■ **SHORT EXERCISE 1**
In the parallel programming notes, which class does a future task extend in Java's Fork/Join framework?
■ **SHORT EXERCISE 2**
Carry on the parallel programming notes from their last line.

■ **DOCUMENT TEXT**
================

1.1 Task Creation and Termination (Async, Finish)

S1;
finish {
  async S2; // asynchronously compute sum of the lower half of the array
  S3; // in parallel with S2
}
S4;

1.2 Creating Tasks in Java’s Fork/Join Framework

S1;
Fork S2;
S3;
Join S2;
S4;

1.3 Amdahl’s Law

speedup = 1 / ( 1-p + p/s )

Functional Parallelism

2.1 Futures: Tasks with Return Values

1
2

A = future { ⟨ task-with-return-value ⟩ }  // assigned a reference to a future object returned by a task of the form
A.get()                                    // the operation waits until the task has completed, and then propagates the task’s return value as the value returned by A.get()

2.2 Futures in Java’s Fork/Join Framework

A Future task extends the RecursiveTask class in the Fork/Join framework, instead of RecursiveAction as in regular tasks.
The compute() method of a future task must have a non-void return type, whereas it has a void return type for regular tasks.
A method call like left.join() waits for the task referred to by object left in both cases, but also provides the task’s return value in the case of future tasks.

2.3 Memoization

In dynamic programming, the memoization pattern stores { (variables), (future task) } as a lookup table. If the future task exists, look it up and get the return value by get().

2.4 Java Streams

students.stream()

================

(Records from a data source)
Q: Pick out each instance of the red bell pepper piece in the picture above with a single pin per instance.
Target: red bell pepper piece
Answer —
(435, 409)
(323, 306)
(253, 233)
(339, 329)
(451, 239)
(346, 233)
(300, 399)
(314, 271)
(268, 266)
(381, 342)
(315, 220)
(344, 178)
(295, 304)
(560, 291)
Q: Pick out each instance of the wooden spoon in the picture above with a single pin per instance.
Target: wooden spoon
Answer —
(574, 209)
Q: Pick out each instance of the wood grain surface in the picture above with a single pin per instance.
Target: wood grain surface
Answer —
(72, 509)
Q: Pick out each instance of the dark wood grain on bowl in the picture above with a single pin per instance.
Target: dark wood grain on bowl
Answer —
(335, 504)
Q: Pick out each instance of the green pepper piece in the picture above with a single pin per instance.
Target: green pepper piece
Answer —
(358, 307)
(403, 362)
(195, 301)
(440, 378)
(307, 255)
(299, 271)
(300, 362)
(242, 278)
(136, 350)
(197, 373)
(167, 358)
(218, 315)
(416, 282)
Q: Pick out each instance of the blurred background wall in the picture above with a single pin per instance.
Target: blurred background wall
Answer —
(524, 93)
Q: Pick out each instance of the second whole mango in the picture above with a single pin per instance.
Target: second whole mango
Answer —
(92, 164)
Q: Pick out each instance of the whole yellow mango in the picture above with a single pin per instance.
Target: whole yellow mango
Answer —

================

■ **TASK ANSWER 1**
It extends the RecursiveTask class instead of RecursiveAction.

■ **TASK ANSWER 2**
  .filter(s -> s.getStatus() == Student.ACTIVE)
  .mapToDouble(a -> a.getAge())
  .average()
  .getAsDouble();

The pipeline can be made to execute in parallel by designating the source to be a parallel stream, i.e., by simply replacing students.stream() in the above code by students.parallelStream() or Stream.of(students).parallel().

2.5 Data Races and Determinism

Determinism:
- functional : same input -> same output
- structural : same input -> same competition graph
Data Races
- Read-write
- Write-write

Loop Parallelism

3.1 Parallel Loops

finish{
  for(p=head;p!=null;p=p.next){
    async{ compute(p) }
  }
}

e.g

1
2
3

for(int i=0;i<n;i++){
  A[i] = B[i] + C[i]; 
}

1 2	IntStream.range(0, n).paralle().forEach(i -> A[i] = B[i] + C[i]); A = IntStream.range(0, n).paralle().toArray(i -> B[i] + C[i]);

3.2 Parallel Matrix Multiplication

for(i : [0:n-1]) {
  for(j : [0:n-1]) { c[i][j] = 0;
    for(k : [0:n-1]) {
      c[i][j] = c[i][j] + a[i][k]*b[k][j]
    }
  }
}

It is safe to convert for-i and for-j into forall loops, but for-k must remain a sequential loop to avoid data race.

3.3 Barriers in Parallel Loops

forall (i : [0:n-1]) {
  myId = lookup(i); // convert int to a string 
  print HELLO, myId;
  <barrier>
  print BYE, myId;
}

3.4 Iteration Grouping/Chunking in Parallel Loops

Use grouping to reduce task number.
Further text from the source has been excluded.